[Text to read]:

## start

Exhibit 1.  Could We Be Looking At A Repeat Of 2014?

Source:  EIA, PPHB

While we stand on a precipice looking toward the balance of 2019, but importantly, the future of the next decade, we continue to worry about the long-term damage the months of super-high oil prices have done for the future of the oil and gas industry.  The latest oil price downturn came at the worst time for the industry.  It happened at budget setting time, creating a high level of uncertainty.  That uncertainty is impacting spending decisions for 2019, but importantly, it may delay decisions about significant projects with longer time-horizons. 

The oil price uncertainty also comes at a time when the entire industry’s structure remains challenged financially, operationally and staffing-wise.  What steps company managers take will depend not only on their view of commodity prices for the long-term, but also the unique position of each company.  With the elevated stress level caused by the uncertainty, we expect changes to the trends driving the industry in 2019 and beyond to emerge.  These trends will impact energy broadly, and oil and gas specifically.  How managers and companies react will be driven by their views about the long-term future for fossil fuels. 

Let us state what we believe is obvious: For the foreseeable future, fossil fuels will play a significant role in meeting the globe’s energy needs, and continuing to help lift the living standards of billions of people around the world.  This will happen regardless of the environmental war on fossil fuels, as there is not sufficient time or enough capital to redo the world’s energy infrastructure for a future powered exclusively by renewable fuels, let alone the technology to make it happen.  That said, the struggle over what fuels should be the backbone of our globe’s future energy business will continue with new players and strategies being pushed into the marketplace of ideas. 

We should be mindful that while developed economies are where the climate change war is being waged most prominently, faster energy growth is coming in the less developed economies, offering different challenges and opportunities.  Although they possess the ability to leapfrog older technologies, just as they have with communications by skipping telephone land lines for cell phones, many of the “clean” fuel options remain “uneconomic” compared to fossil fuels.  The promise of continued declines in the cost of “clean” fuels remain just that – promises based on projections.  These fuels continue to demand government subsidies, which, for a number of economies, is becoming a significant financial burden.

## end

[Written instruction A]: Copy the rows verbatim, starting at the line that contains "Exercise. Locate the engine" and continuing through the final line of the rows, with both ends included.
[Written instruction B]: Continue the commentary on oil prices and the future of the energy industry from the point at which it stops.

[Data supplied]:
## start

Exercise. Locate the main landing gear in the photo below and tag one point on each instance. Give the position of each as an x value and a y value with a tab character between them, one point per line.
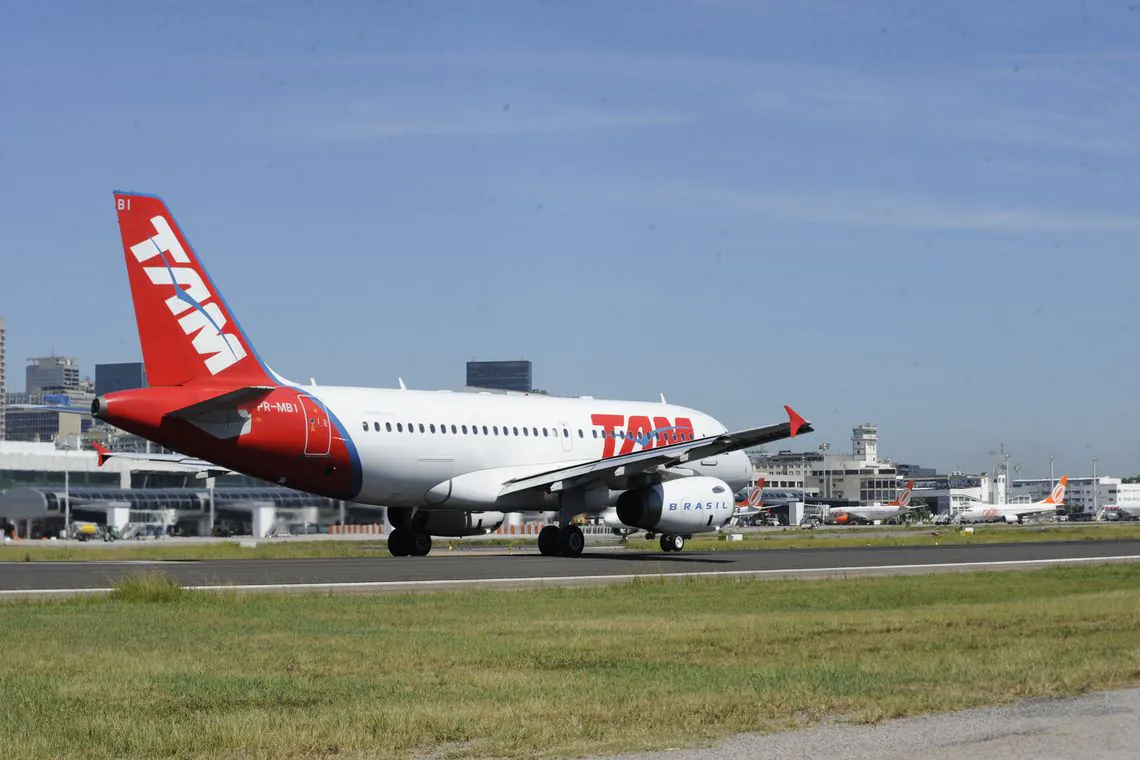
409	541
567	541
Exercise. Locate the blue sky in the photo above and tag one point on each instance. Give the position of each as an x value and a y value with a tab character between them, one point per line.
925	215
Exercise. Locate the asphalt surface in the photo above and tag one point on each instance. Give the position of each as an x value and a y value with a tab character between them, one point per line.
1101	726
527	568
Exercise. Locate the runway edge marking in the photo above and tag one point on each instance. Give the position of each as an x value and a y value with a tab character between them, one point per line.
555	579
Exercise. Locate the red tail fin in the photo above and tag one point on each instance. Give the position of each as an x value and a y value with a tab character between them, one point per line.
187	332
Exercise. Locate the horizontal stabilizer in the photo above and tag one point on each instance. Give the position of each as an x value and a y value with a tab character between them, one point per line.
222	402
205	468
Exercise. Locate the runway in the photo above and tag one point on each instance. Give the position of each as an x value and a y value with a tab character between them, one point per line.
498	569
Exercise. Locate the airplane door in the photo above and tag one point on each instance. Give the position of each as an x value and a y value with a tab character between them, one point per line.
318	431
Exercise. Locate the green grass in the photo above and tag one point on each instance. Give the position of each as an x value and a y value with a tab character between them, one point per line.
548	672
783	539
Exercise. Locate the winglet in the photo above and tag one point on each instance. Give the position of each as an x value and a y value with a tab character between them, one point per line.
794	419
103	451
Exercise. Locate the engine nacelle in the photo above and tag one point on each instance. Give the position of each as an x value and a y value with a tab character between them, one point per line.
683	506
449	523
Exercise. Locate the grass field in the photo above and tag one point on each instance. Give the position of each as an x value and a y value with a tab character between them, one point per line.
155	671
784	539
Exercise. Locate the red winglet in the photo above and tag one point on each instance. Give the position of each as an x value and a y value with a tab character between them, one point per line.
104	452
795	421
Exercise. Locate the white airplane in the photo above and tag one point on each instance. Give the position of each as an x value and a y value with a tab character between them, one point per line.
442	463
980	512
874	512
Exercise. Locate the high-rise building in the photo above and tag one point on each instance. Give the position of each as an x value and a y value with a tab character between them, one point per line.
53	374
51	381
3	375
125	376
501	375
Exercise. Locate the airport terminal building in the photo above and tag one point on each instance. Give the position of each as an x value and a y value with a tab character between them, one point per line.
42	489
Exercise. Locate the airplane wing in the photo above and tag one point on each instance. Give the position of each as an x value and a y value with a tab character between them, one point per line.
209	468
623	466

## end

[Expected output A]:
Exercise. Locate the engine nacelle in the photo above and tag one point on each instance. Give the position of each as an x value and a y value with a tab character between them, one point per line.
683	506
449	523
Exercise. Locate the grass field in the photo above and tag one point on each instance. Give the position of each as an x value and a y value with a tab character between them, one point per line.
155	671
784	539
Exercise. Locate the red winglet in the photo above and tag one point on each instance. Give the position of each as an x value and a y value with a tab character between them, one point per line.
104	452
795	421
Exercise. Locate the white airplane in the photo above and tag one point on each instance. Give the position of each as an x value and a y value with a tab character between them, one point per line.
442	463
980	512
874	512
Exercise. Locate the high-rise building in the photo above and tag one point on each instance. Give the position of each as an x value and a y value with a tab character between them, one point per line.
53	374
51	381
3	375
125	376
501	375
Exercise. Locate the airport terminal building in the photo above and tag one point on each instance. Give the position of each as an x value and a y value with a tab character between them, one point per line.
42	489
Exercise. Locate the airplane wing in the photo above and tag one point on each instance. Give the position of each as an x value and a y value with a tab character between them, one point per line.
209	468
623	466

[Expected output B]:
Much like what we see in the violent reactions in capital markets to the efforts of central bankers around the world to transition their economies off “cheap” money amid raising interest rates, shifting “clean” fuels off government subsidies is creating similar reactions.  Two examples: 1) the move by General Motors (GM-NYSE) and Ford Motor Company (F-NYSE) to push for an extension of the U.S. federal tax credit for buying electric vehicles (EV) and the removal of the cap on the sales volumes; and 2) the $2,000 per unit cut in the price of all Tesla (TSLA-Nasdaq) cars to partially offset the half of the federal tax credit lost at year-end because of reaching its sales cap.  Faced with state mandates for EVs, which remain poor sellers and unprofitable vehicles, the companies need help in order to transition their manufacturing from internal combustion engine (ICE) cars to EVs. 

A third example of the challenge of promoting clean energy futures is the rioting in France by the “yellow vests” against that government’s attempt to raise diesel prices.  The violence was so significant that the government backed down on the tax increase.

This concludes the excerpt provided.